_Usando la información:_
1. Según el fragmento seleccionado sobre los niños desaparecidos en Israel, ¿qué edad tenía Grunbaum cuando descubrió que había sido adoptado?
2. Indique si cada afirmación concuerda con el fragmento seleccionado sobre los niños desaparecidos en Israel y cite las palabras del texto que lo deciden: (a) A la madre biológica de Grunbaum le dijeron que su hijo había nacido muerto. (b) Grunbaum contó a sus padres adoptivos lo que había descubierto. (c) A Grunbaum le explicaron que los archivos del hospital se habían perdido en un terremoto.
3. Reanude el artículo sobre los niños desaparecidos en Israel a partir del punto en que termina el fragmento seleccionado.

_Fragmento seleccionado:_
-*-*-
Grunbaum pensó siempre que quienes denunciaban que les robaron a sus hijos al llegar a Israel en los años cincuenta y sesenta estaban locos, hasta que descubrió que él mismo fue sustraído a una familia marroquí y entregado a una pareja de supervivientes del Holocausto.
El problema de los niños desaparecidos entre los judíos que llegaban tras la creación del estado -la inmensa mayoría mizrahíes (procedentes de los países árabes) y muchos de ellos yemeníes- no deja de resurgir en Israel, donde tres comisiones de investigación se han cerrado en falso.
El reconocimiento este mes de un ministro de que “cientos de niños fueron robados” ha dado un espaldarazo a familias y asociaciones que exigen respuestas.
“Han pasado setenta años: ¿Por qué no investigan?, ¿qué tienen que ocultar?”, pregunta Grunbaum a Efe, sentado en su casa en Tel Aviv bajo un retrato de sus padres adoptivos, cuyos rasgos polacos contrastan con su piel más oscura.
Pertenece a la escasa veintena que, pese a los obstáculos oficiales, descubrió que fue adoptado a los 17 días después de nacer, en 1956, después de que le dijeran a su madre que nació muerto.
Su esposa fue la que insistió en su escaso parecido con sus padres y la inexistencia de certificado de nacimiento o fotos del nacimiento, y le empujó a indagar.
“Cuando lo descubrí tenía 38 años y dos hijos. Fue como si toda mi vida anterior desapareciera. Decidí no decírselo a mis padres, que tenían cerca de 80 años, porque les hubiera destrozado saber que lo sabía”, narra.
Pasó ocho años con una doble vida, en contacto secreto con su familia biológica hasta que pereció el matrimonio que le crió y que, para él, son sus verdaderos padres.
Una serie de errores burocráticos, casualidades y prácticas que prefiere ocultar le permitieron averiguar la verdad en un país donde la ley de adopción impone secreto absoluto, hasta el punto de prohibir que un adoptado cuente públicamente que lo es.
“Nos dijeron que los archivos del hospital se perdieron en un incendio. Luego dijeron que fue una inundación. No quieren que conozcamos la verdad”, lamenta.
Después de tres años de pesquisas, encontró a su madre, descubrió que su padre había fallecido dos años antes y que tenía cinco hermanos. Vivió con su nueva familia un periodo de euforia, retomando una relación injustamente sesgada pero, más tarde, se distanció.
“Solo estábamos relacionados por los genes, pero no teníamos una historia común, de haber crecido juntos, como tienen las familias”, explica.
El problema es que el de Grunbaum no es un caso aislado y que las desapariciones se concentraron en familias mizrahíes, que sufrieron y sufren discriminación.
“Mi caso fue parte de una trama organizada a nivel local. Pero si hubo una organización a nivel gubernamental, entonces es algo muy serio”, indica.
-*-*-
_Líneas proporcionadas:_
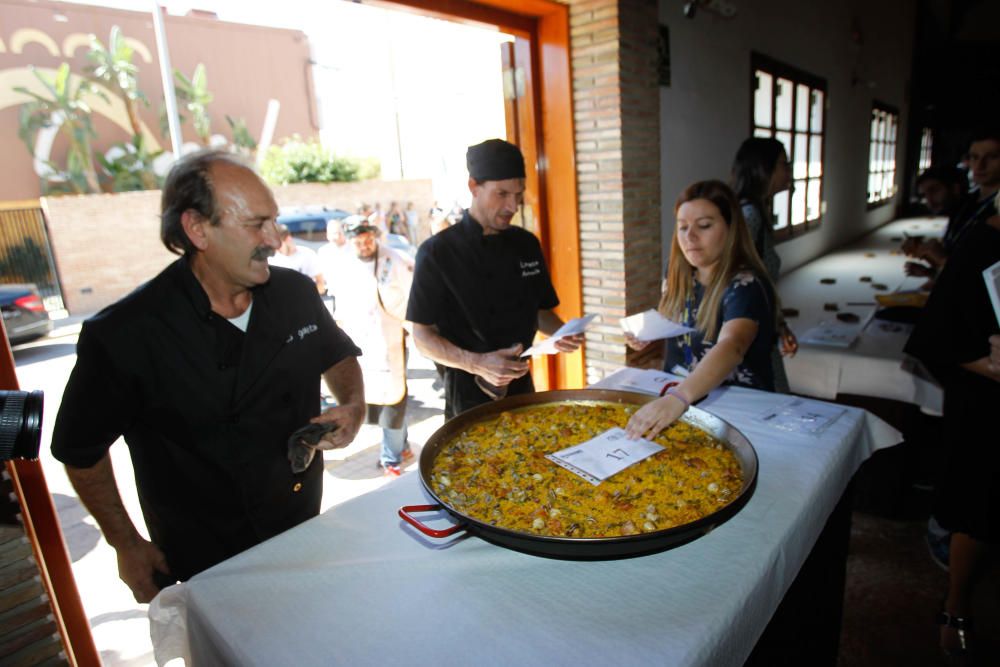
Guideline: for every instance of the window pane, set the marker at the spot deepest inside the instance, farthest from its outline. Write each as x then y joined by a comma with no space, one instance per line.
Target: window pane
815,156
812,200
799,160
762,100
783,105
786,139
816,124
801,107
781,210
799,202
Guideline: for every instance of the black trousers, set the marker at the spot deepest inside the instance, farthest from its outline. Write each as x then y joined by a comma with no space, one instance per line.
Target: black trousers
461,392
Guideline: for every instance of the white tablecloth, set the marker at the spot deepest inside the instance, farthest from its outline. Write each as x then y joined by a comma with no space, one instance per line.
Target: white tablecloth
872,366
357,586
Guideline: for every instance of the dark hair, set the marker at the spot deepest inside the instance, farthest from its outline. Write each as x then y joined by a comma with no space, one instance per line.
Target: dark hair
753,167
985,133
948,175
189,188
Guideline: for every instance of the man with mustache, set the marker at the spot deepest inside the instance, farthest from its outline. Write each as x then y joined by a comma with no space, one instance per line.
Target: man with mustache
481,289
206,371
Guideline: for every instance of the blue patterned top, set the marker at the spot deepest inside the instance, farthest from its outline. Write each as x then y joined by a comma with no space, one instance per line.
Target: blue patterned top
746,297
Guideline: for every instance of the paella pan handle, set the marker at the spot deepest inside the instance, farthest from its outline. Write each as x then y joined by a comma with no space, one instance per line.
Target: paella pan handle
404,514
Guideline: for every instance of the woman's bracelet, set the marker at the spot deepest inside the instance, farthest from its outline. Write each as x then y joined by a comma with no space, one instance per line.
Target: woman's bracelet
680,397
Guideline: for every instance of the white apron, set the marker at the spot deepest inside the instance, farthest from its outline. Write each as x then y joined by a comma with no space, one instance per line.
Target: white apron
372,311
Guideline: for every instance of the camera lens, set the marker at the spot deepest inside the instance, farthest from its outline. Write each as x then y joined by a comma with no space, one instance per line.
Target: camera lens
20,424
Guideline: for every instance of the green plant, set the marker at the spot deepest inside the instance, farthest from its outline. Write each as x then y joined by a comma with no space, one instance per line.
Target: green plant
306,161
65,107
130,166
113,66
193,93
25,262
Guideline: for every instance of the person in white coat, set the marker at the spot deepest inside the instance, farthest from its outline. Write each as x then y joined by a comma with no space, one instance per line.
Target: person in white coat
371,292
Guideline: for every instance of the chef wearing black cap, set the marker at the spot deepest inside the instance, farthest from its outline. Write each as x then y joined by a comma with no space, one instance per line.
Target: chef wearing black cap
481,289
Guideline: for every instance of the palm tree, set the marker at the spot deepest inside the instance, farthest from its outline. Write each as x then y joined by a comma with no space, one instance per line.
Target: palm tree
65,108
194,94
113,66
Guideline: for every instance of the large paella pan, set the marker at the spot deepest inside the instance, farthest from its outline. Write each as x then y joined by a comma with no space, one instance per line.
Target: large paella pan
563,544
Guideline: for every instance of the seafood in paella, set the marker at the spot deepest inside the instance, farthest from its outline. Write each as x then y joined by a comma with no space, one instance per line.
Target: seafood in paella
496,472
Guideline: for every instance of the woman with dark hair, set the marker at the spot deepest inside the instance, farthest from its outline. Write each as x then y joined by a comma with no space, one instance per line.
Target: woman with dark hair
-*-*-
_Conjunto de respuestas:_
1. Tenía 38 años.

2.
(a) Sí: "después de que le dijeran a su madre que nació muerto".
(b) No: "Decidí no decírselo a mis padres".
(c) No: "Nos dijeron que los archivos del hospital se perdieron en un incendio. Luego dijeron que fue una inundación."

3.
La mayoría de los desaparecidos eran bebés secuestrados tras nacer o niños de corta edad que enfermaban y eran llevados a los hospitales, donde médicos y enfermeras comunicaban a los padres que habían muerto, pero no les daban certificados de defunción ni les mostraban la tumba.
Los mizrahíes eran entonces poblaciones muy vulnerables, que no hablaban el idioma, estaban desorientadas en un país nuevo, viviendo en lugares temporales, muchos en tiendas de campaña sin condiciones higiénicas.
Shlomo Hatuka, cuya abuela perdió una niña, asegura que “hay más de 5.000 bebés robados, quizás incluso 8.000”.
En solo tres años la ONG que dirige, Amram, ha documentado unos 800 casos que se unen a otros 1.200 detectados por las comisiones de investigación. “El 96% son mizrahíes. Hay un patrón claro de centros y años en los que ocurrió. Se llevaron miles de niños de hospitales y guarderías de los campamentos y ninguno volvió”, denuncia.
Según él, la mayoría fueron entregados a familias ashkenazíes (judíos procedentes de Europa) de supervivientes del Holocausto a los que el trauma provocó infertilidad y que pagaban entre 3.000 y 10.000 dólares de la época por un bebé.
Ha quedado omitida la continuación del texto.